- _AIM OF THE EXERCISE_
Please convert the data below into a numbered list with one line per item, skipping blank lines. Leave the pictures out of your answer.

- _RECORD EXTRACTS_
— START —

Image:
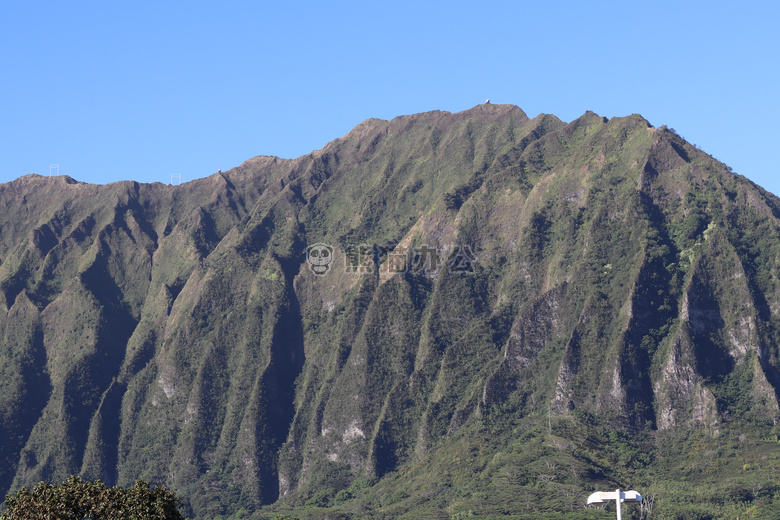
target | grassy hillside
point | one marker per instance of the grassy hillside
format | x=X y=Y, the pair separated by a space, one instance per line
x=515 y=312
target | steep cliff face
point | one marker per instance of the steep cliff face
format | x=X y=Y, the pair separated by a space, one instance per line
x=480 y=265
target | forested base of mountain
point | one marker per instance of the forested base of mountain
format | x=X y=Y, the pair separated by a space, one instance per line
x=439 y=315
x=545 y=466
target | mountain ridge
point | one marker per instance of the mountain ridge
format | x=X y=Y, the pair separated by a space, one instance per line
x=618 y=277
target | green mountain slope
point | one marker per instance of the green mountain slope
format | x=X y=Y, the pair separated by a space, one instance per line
x=513 y=313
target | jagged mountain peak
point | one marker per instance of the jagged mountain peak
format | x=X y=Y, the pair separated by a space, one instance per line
x=294 y=331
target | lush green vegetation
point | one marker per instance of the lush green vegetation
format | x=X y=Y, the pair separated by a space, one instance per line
x=75 y=499
x=618 y=329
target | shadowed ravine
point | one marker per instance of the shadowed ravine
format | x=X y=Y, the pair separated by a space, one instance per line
x=614 y=324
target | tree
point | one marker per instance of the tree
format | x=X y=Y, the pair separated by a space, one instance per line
x=75 y=499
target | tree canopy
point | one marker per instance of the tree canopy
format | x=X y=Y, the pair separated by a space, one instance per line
x=75 y=499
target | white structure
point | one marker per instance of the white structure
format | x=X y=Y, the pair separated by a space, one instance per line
x=599 y=497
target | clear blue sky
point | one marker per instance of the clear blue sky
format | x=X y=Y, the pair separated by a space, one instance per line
x=142 y=90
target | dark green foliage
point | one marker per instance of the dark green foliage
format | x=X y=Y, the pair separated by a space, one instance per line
x=617 y=327
x=75 y=499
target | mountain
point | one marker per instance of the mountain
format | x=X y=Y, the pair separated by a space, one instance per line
x=439 y=316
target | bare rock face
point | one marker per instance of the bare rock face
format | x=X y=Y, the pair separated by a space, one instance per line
x=483 y=267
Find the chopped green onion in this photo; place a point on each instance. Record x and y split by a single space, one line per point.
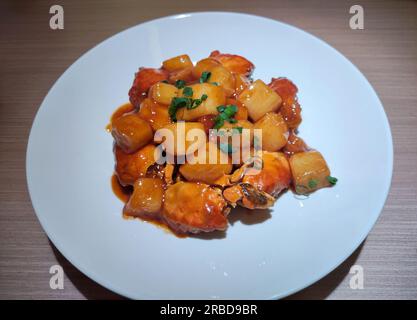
205 76
187 91
177 103
180 84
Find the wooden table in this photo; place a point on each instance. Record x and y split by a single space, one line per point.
32 57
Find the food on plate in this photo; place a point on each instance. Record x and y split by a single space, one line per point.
199 139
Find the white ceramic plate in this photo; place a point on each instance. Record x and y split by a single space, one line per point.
70 162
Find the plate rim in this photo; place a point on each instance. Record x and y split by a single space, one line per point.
371 223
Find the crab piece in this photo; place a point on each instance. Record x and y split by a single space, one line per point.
144 79
256 187
234 63
194 207
275 175
248 196
130 166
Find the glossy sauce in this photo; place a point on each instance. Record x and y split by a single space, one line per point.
124 108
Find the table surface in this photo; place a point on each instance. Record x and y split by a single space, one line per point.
32 57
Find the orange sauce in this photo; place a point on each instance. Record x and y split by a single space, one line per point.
124 108
123 194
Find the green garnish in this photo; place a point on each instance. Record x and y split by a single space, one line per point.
180 84
332 180
205 76
187 91
312 183
177 103
226 147
225 114
184 102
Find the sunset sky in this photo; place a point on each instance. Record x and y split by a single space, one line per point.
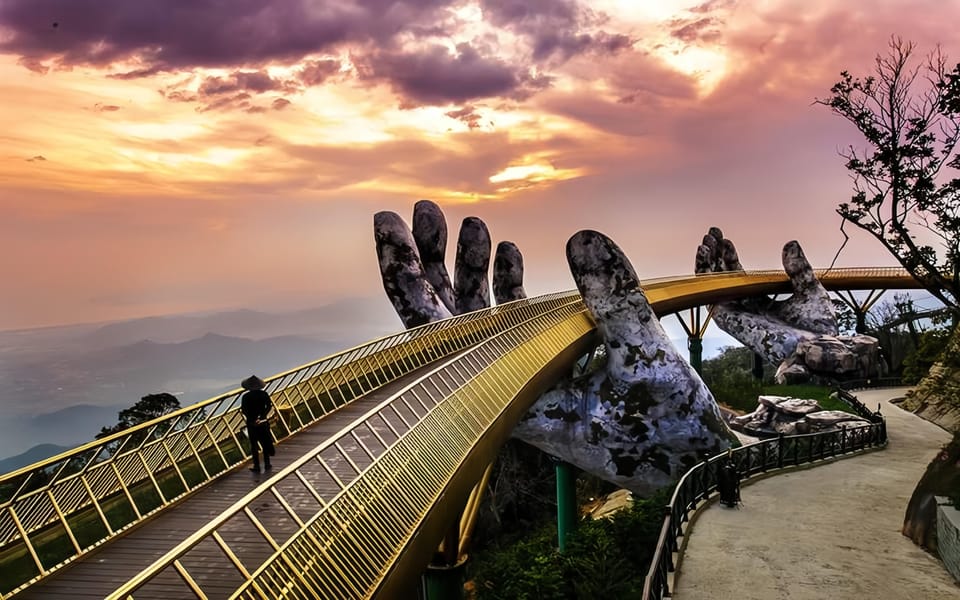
163 156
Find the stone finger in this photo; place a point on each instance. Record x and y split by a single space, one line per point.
508 273
471 283
401 271
430 234
810 306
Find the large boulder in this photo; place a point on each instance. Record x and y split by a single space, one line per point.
782 414
832 356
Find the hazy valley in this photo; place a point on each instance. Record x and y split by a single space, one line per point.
63 383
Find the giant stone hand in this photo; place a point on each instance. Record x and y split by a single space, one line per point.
799 334
639 421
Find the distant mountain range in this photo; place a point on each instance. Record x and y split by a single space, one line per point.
63 383
35 454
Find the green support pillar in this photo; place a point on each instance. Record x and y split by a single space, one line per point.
443 579
566 501
695 345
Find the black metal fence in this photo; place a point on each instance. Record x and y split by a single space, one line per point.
700 481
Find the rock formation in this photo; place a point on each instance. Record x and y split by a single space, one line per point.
639 422
790 416
800 333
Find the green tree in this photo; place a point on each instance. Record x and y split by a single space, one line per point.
147 408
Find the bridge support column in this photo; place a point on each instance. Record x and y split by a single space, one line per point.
695 346
444 582
443 579
566 501
695 326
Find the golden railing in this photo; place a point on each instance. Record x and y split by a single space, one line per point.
61 508
363 512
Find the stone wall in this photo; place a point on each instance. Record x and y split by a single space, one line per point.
948 536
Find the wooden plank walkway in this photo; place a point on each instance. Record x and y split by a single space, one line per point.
102 571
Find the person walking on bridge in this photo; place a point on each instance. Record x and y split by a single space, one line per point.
255 404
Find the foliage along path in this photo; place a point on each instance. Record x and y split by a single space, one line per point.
831 531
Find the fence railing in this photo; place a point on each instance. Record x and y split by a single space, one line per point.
61 508
353 512
700 481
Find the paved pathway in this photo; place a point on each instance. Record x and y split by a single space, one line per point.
831 531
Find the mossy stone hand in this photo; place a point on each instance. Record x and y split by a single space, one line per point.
798 334
641 419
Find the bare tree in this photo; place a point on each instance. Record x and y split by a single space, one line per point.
910 118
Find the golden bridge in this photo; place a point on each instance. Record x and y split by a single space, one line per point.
386 447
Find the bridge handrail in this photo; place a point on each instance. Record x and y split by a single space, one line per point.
123 479
700 481
345 545
146 468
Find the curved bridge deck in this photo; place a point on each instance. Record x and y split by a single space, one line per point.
106 569
830 532
359 498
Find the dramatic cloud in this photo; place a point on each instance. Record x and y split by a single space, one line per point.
554 28
419 48
165 36
437 76
468 115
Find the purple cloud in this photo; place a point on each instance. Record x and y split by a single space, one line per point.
435 76
704 29
173 35
468 115
142 38
318 71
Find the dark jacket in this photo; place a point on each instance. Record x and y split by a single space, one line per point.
255 404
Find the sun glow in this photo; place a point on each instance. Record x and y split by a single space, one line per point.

— END —

- _SOLUTION TO THIS EXERCISE_
1. Image:
2. target | grassy hillside
3. point | one marker per instance of the grassy hillside
4. format | x=X y=Y, the pair separated by a space, one instance per line
5. x=515 y=312
6. target | steep cliff face
7. point | one marker per instance of the steep cliff face
8. format | x=X y=Y, the pair separated by a space, one instance per line
9. x=480 y=265
10. target | forested base of mountain
11. point | one marker per instance of the forested base of mountain
12. format | x=X y=Y, the pair separated by a space, one instance per line
13. x=439 y=315
14. x=545 y=466
15. target | mountain ridge
16. point | one marker per instance of the mountain ridge
17. format | x=X y=Y, the pair separated by a space, one instance per line
18. x=618 y=277
19. target | green mountain slope
20. point | one marker per instance of the green mountain slope
21. format | x=X y=Y, the pair separated by a space, one instance per line
22. x=513 y=313
23. target | jagged mountain peak
24. point | one marker per instance of the jagged mountain peak
25. format | x=X y=Y, the pair separated by a space, one instance per line
26. x=294 y=331
27. target | lush green vegetation
28. point | one marker per instance of the lush green vegetation
29. format | x=X y=Y, the pair separated by a space, one instance per line
30. x=75 y=499
31. x=618 y=329
32. target | shadowed ravine
33. point | one marker per instance of the shadowed ravine
34. format | x=X y=Y, the pair separated by a space, one instance per line
35. x=614 y=324
36. target | tree
37. point | one marker per instance of the tree
38. format | x=X y=Y, the pair separated by a space, one instance per line
39. x=75 y=499
40. target | tree canopy
41. point | one marker per instance of the tree canopy
42. format | x=X y=Y, the pair separated by a space, one instance per line
43. x=75 y=499
44. target | white structure
45. point | one marker per instance of the white structure
46. format | x=X y=Y, the pair separated by a space, one instance per line
47. x=599 y=497
48. target | clear blue sky
49. point | one marker per instance of the clear blue sky
50. format | x=X y=Y, the pair separated by a space, one instance per line
51. x=142 y=90
52. target | dark green foliage
53. point | one marker per instance of the dark green foliage
54. format | x=X y=Y, the pair separated by a space, one instance per line
55. x=617 y=327
56. x=75 y=499
57. target | mountain
58. point | one marker per instance of the mountain
59. format | x=X y=Y, the pair separated by a space, one instance per line
60. x=439 y=316
61. target | bare rock face
62. point | one marker per instance of the bare rock face
63. format | x=X y=Y, the pair separated by a space, one instance per line
64. x=483 y=267
65. Find the chopped green onion in this photo; place a point on each instance. Record x and y split by a single space, one line per point.
66. 205 76
67. 187 91
68. 177 103
69. 180 84
70. Find the wooden table in this photo; place a point on each instance. Record x and y split by a single space, one line per point.
71. 32 57
72. Find the food on plate in this photo; place a point on each instance. Record x and y split by a single space, one line per point.
73. 199 139
74. Find the white ceramic plate in this photo; place a point on each instance. Record x and y split by a single space, one line per point.
75. 70 162
76. Find the plate rim in this photo; place a point on each instance. Record x and y split by a single space, one line per point.
77. 371 223
78. Find the crab piece in this photo; place a point on each instance. Record x and y split by a single space, one line per point.
79. 144 79
80. 256 187
81. 234 63
82. 194 207
83. 275 175
84. 248 196
85. 130 166
86. Find the glossy sauce in this photo; place a point on each instance. Record x and y split by a single space, one line per point.
87. 124 108
88. Find the table surface in this photo; place a point on each instance. Record x and y split by a single space, one line per point.
89. 32 57
90. Find the orange sauce in this photo; place a point on each instance. Record x and y split by a single space, one line per point.
91. 124 108
92. 123 194
93. Find the green garnish in this photo; place a point on each instance. Record x and y split by a single space, one line per point.
94. 180 84
95. 332 180
96. 205 76
97. 187 91
98. 312 183
99. 177 103
100. 226 147
101. 225 114
102. 184 102
103. Find the sunset sky in this photo; place a point on each instance. Record x and y split by a single space, one line per point.
104. 163 156
105. Find the stone finger in this photo; place a point on each instance. Record x and y split by a single space, one line per point.
106. 508 273
107. 471 283
108. 401 271
109. 430 234
110. 810 306
111. Find the large boulder in this photo; place a point on each instance. Record x and y split by a single space, one line per point.
112. 782 414
113. 832 356
114. Find the hazy valley in this photo; place a point on each instance. Record x and y split by a single space, one line per point.
115. 63 383
116. Find the giant stone hand in this photo; place a point on each instance. Record x and y split by a single space, one line per point.
117. 799 334
118. 639 421
119. Find the distant mountain range in this photo; place a point on each instance. Record x and y split by a single space, one line per point.
120. 63 383
121. 35 454
122. Find the green support pillar in this photo; place a point on each instance. Record x and y split by a single space, one line per point.
123. 443 579
124. 566 501
125. 695 345
126. Find the black metal fence in this photo; place a point on each instance. Record x and y split by a single space, one line per point.
127. 700 481
128. Find the rock formation in this photo; place a point on each instance. Record x and y split by a single space, one line per point.
129. 639 422
130. 790 416
131. 800 333
132. Find the green tree in this photo; place a point on each instance. Record x and y split by a single space, one line per point.
133. 147 408
134. Find the bridge support column in this photo; place a point on each instance. Record x and y split by a single space, one line per point.
135. 695 346
136. 444 582
137. 443 579
138. 566 501
139. 695 326
140. Find the golden railing in this photo; place a point on each instance. Record x and y split by a single space, one line per point.
141. 61 508
142. 363 512
143. Find the stone wall in this photo; place a point on each instance. Record x and y split by a single space, one line per point.
144. 948 536
145. Find the wooden plank walkway in this photo; place a point on each instance. Record x and y split by a single space, one line per point.
146. 102 571
147. Find the person walking on bridge in this photo; place a point on each instance. Record x and y split by a single space, one line per point.
148. 255 404
149. Find the foliage along path in this photo; place a point on each instance. Record x and y split by a single space, one line per point.
150. 831 531
151. Find the fence railing in this photo; place a point on each instance. Record x and y split by a single space, one line per point.
152. 61 508
153. 353 512
154. 700 481
155. Find the paved pathway in this photo; place a point on each instance. Record x and y split by a single space, one line per point.
156. 831 531
157. Find the mossy stone hand in this photo; place a point on each instance. Record x and y split by a single space, one line per point.
158. 798 334
159. 641 419
160. Find the bare tree in this photo; place a point on each instance. Record x and y split by a single space, one line per point.
161. 910 118
162. Find the golden bridge in this photo; place a point on each instance. Record x and y split by a single space, one line per point.
163. 386 447
164. Find the bridge handrail in this photo; place a point on each instance. Record x and y split by a single space, one line per point.
165. 123 479
166. 700 481
167. 345 545
168. 146 468
169. Find the curved bridge deck in this photo; place a point on each instance. Record x and y split by a single space, one line per point.
170. 106 569
171. 830 532
172. 359 498
173. Find the dramatic cloud in this photo; place a point on each instance. Record x and y split by a single space, one line per point.
174. 554 28
175. 419 48
176. 165 36
177. 437 76
178. 468 115
179. Find the purple cloud in this photo; place a point on each instance. Record x and y split by a single space, one line per point.
180. 435 76
181. 704 29
182. 173 35
183. 468 115
184. 142 38
185. 318 71
186. Find the dark jacket in this photo; place a point on each instance. Record x and y split by a single space, one line per point.
187. 255 404
188. Find the sun glow in this photo; place a point on each instance. Record x and y split by a single space, one line per point.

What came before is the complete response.